Source: “Innovations in digital twin reserach” from Nature Portfolio

The article in nature.com is an interesting piece in that it ties together the many dimensions in this field of research. We can’t think of “Digital Twin” as a single entity opportunity, rather to fully realize the potential, we need to look at it as a part of an emerging “virtual capability ecosystem” with applications back to the real world. The value is realized in lower long term costs with increased innovation driven by reduced cost and cycle times, accompanied by increases in application of AI / ML on these models to gain targeted insights that more sharply focus the bench work.

Track the past and help predict the future of any connected environment

Source: Azure Digital Twins

The ability to create learning models for these Digital Twins will improve the accuracy and usefulness of the models over time, and that feedback loop will be a critical part of design. While the industry is maturing, we are seeing more vendors coming to the table with solutions in this space. One of the interesting things to watch is how we as an industry continue to drive open standards in support of these ideas to avoid the traps of “vendor lock in” that were so prevalent in the past.

Ontologies as applied to FAIR data

(The I in FAIR)

Ontologies provide a common structure to bring disparate data together – for this post I will refer to the definition of Ontology from Tom Gruber below – emphasis added by me. Note the last highlighted statement as a critical bit with significant implications in the implementation of systems in support of scientific processes. Having led and survived many data and systems integration efforts over the years, one of the most challenging aspects is hidden in this last statement. Changing data format, naming, etc… at the source is often met with almost religious fervor as change had wide-ranging implications to linked analysis, and multiple stakeholders have disparate needs or views of the data in question. The idea of an abstraction layer to bring these data together is nothing new, and this approach is a natural evolution in my mind. We are recognizing as an industry that isolated data is useful in context, but far more powerful when shared. To attain that goal, we need a common vocabulary and structure – enter the domain ontologies we can map to.

In the context of computer and information sciences, an ontology defines a set of representational primitives with which to model a domain of knowledge or discourse. The representational primitives are typically classes (or sets), attributes (or properties), and relationships (or relations among class members). The definitions of the
representational primitives include information about their meaning and constraints on their logically consistent application. In the context of database systems, ontology
can be viewed as a level of abstraction of data models, analogous to hierarchical and relational models, but intended for modeling knowledge about individuals, their attributes, and their relationships to other individuals. Ontologies are typically specified in languages that allow abstraction away from data structures and implementation strategies; in practice, the languages of ontologies are closer in expressive power to first-order logic than languages used to model databases. For this reason, ontologies are said to be at the “semantic” level, whereas database schema are models of data at the “logical” or “physical” level. Due to their independence from lower level data models, ontologies are used for integrating heterogeneous databases, enabling interoperability among disparate systems, and specifying interfaces to independent, knowledge-based services.

→ Given request a
Show every line of the listing below that contains the string "Target". Case matters.

→ Given records
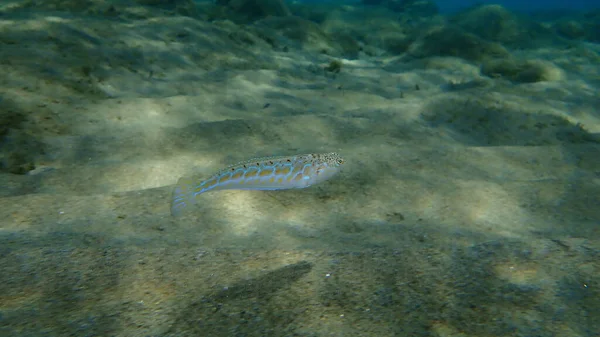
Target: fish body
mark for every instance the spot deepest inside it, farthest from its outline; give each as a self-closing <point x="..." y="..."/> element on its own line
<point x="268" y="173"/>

--

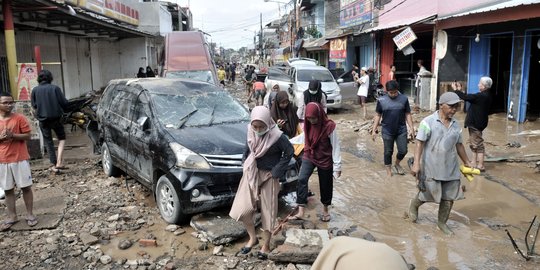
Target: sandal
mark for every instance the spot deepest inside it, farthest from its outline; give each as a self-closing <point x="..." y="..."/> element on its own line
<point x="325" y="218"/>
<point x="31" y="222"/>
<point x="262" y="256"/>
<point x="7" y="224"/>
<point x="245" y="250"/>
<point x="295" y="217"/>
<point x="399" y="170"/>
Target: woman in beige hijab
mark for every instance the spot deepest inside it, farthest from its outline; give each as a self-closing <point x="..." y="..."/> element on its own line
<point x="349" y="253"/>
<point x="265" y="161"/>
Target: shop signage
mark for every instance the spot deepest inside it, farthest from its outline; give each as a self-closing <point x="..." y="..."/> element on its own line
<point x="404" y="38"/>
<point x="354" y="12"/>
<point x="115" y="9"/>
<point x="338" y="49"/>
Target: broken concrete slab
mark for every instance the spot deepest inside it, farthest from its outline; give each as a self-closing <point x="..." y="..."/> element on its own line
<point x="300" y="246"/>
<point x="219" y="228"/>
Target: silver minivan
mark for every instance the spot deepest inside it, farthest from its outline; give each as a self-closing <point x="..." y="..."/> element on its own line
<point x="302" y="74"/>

...

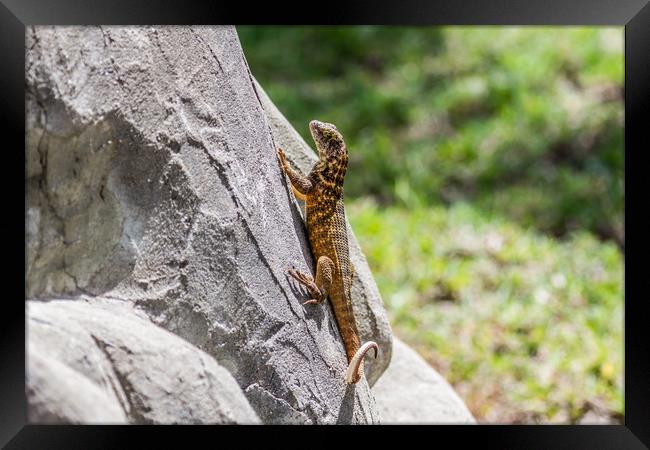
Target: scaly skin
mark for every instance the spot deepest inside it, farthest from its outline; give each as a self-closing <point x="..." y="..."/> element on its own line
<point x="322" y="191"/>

→ Given request b
Extend the above piece on digital twins and ontologies, starting after its final sentence.

→ Final result a
Target: fish body
Target: sandal
Target: woman in beige hijab
Target: shop signage
Target: broken concrete slab
Target: silver minivan
Target: scaly skin

→ Final result b
https://tomgruber.org/writing/definition-of-ontology.pdf

The ontology provides a navigable structure to the data relationships that will be consistent across all sources in scope of reference. This is the critical bit to derive value from the data – moving it from isolated to interoperable, and supporting the rest of the FAIR principles. Access control is often a critical bit when joining / sharing data, especially anything that can be used to form a conclusion that may be subject to challenge or reinterpretation absent context. Ontology based access can be used to support these access controls given the proper structure. While outside the scope of this surface level post, you can read more from MIT Press Direct here on that topic.

http://www.semantic-web-journal.net/system/files/swj2523.pdf

Mapping these ontologies and related data sets to a graph database and unlocking the power of the relationship hierarchy inferred through the ontology mapping, secured through the same, provides a rich foundation to build a query and interaction layer. There are challenges to be solved throughout this process, and this posts scratches the surface and provides some context / links, but it does help frame jumping off point for these ideas along with connections to papers and resources with the “rest of the story” as Paul Harvey would say.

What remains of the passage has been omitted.